§ Excerpt provided:
_____
Nikhil Dhurandhar and his research team were recognized by Texas Tech University for their efforts in the development of an anti-diabetes drug
Nutritional Sciences faculty member, Nikhil Dhurandhar, Ph.D., received the TTU President's Excellence in Research Commercialization Award for his team's efforts in substantially advancing the development of an anti-diabetes drug from a viral protein. The President's Excellence in Commercialization Award recognizes outstanding contributions to the commercialization of innovative work done by TTU faculty.
The commercialization aspect of research is essential. This means there is an end goal in mind for the particular research. In this case, Dhurandhar and his team conducts research that is expected to lead to the development of drug(s) for treating chronic diseases like diabetes or fatty liver disease. They recently received a large grant resulting from investment of an outside investor in their drug development efforts.
“The end goal is not to just do research, for the sake of research,” Dhurandhar said. “It has to turn into something of benefit to humans. In the Department of Nutritional Sciences, many faculty members are conducting research to find a drug or mechanisms that will benefit some disease like diabetes, Alzheimer's or cancer.”
Dhurandhar's team also includes Vijay Hegde, Ph.D., who serves as the co-principal investigator on the investment grant. Two postdoctoral fellows, Zahra Feizy, Ph.D., and Abu Siddik, Ph.D., also work with Dhurandhar on the team to share their expertise.
Dhurandhar and colleagues discovered over 25 years ago that a virus, Adenovirus 36 (Ad36), causes obesity. Dhurandhar and his team studied Ad36 in animals and noticed that the infected animals developed obesity. However, despite obesity, the animal's glucose levels improved, even though it should've had the opposite effect. That got Dhurandhar and his team thinking that there was some advantage in the virus or it's gene that improved glucose levels.
_____
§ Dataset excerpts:
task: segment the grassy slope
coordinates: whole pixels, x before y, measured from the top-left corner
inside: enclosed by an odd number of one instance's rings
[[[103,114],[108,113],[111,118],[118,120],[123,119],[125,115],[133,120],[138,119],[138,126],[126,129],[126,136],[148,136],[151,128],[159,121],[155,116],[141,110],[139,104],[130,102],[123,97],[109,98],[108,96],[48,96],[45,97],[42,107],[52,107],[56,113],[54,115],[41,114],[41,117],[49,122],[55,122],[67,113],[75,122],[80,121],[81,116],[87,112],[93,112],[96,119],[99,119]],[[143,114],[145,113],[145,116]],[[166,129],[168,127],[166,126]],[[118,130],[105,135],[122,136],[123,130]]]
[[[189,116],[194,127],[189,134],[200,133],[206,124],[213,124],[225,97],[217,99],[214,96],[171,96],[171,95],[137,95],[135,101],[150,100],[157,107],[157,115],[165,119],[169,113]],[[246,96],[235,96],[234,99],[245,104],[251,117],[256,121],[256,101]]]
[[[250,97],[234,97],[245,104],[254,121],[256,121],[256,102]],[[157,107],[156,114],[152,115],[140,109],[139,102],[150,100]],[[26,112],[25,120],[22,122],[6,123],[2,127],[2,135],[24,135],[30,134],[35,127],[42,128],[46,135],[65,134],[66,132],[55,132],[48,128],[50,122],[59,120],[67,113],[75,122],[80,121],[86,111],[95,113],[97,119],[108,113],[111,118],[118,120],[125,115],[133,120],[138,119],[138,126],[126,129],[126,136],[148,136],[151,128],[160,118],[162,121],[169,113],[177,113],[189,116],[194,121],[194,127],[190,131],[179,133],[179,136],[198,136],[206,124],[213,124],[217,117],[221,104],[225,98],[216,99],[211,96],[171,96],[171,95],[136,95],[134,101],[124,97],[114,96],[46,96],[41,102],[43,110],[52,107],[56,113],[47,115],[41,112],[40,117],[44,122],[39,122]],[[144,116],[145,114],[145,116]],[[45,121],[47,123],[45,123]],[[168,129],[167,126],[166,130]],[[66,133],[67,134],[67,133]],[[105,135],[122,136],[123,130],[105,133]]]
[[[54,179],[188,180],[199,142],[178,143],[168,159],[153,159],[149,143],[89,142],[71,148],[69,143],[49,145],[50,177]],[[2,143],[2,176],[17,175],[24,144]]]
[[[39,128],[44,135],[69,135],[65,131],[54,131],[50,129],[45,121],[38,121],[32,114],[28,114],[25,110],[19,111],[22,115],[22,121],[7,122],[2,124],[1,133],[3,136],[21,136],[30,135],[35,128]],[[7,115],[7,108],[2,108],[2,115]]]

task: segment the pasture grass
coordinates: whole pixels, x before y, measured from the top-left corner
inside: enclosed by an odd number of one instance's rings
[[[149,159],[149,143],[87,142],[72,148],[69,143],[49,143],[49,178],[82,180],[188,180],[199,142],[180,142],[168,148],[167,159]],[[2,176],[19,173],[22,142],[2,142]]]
_____
§ Task set:
**A.** According to the article on Nikhil Dhurandhar's research, which virus did Dhurandhar and colleagues discover causes obesity?
**B.** Go on with the article on Nikhil Dhurandhar's research, picking up after its last sentence.
These lines have no connection to the article on Nikhil Dhurandhar's research.

§ Written answers:
**A.** Adenovirus 36 (Ad36).

**B.**
“If we can harness only that gene from that virus, we don't have to deal with the whole infection from a virus,” Dhurandhar said. “That thought process led us to identifying a protein called E4, ORF1, but we call it ‘Insparin', for its insulin sparing action.”
Dhurandhar and his team are working on developing Insparin into a drug that will treat type one diabetes, type two diabetes and fatty liver disease. The goal of his research is to ultimately help humans. He likes to call the research path followed ‘bench to bedside', meaning the research coming from the bench in the lab, to bedside where it helps cure or treat someone.
“The College of Human Sciences seeks to directly impact lives by improving and enhancing the human condition and the work by Dr. Dhurandhar exemplifies that mission,” said Tim Dodd, Ph.D., dean of the College of Human Sciences. “Dr. Dhurandhar's work is world-renowned, and he brings a unique perspective to problems associated with nutrition—particularly with obesity and diabetes. His work will continue to have direct commercial application and to benefit the lives of those who suffer with this disease.”
Dhurandhar says it was an honor to be selected and supported by the university. Him and his team have made remarkable strides in their discoveries and research. The President's Excellence in Commercialization Award recognizes their achievements and allows support for the continuation of impactful research that will benefit the community.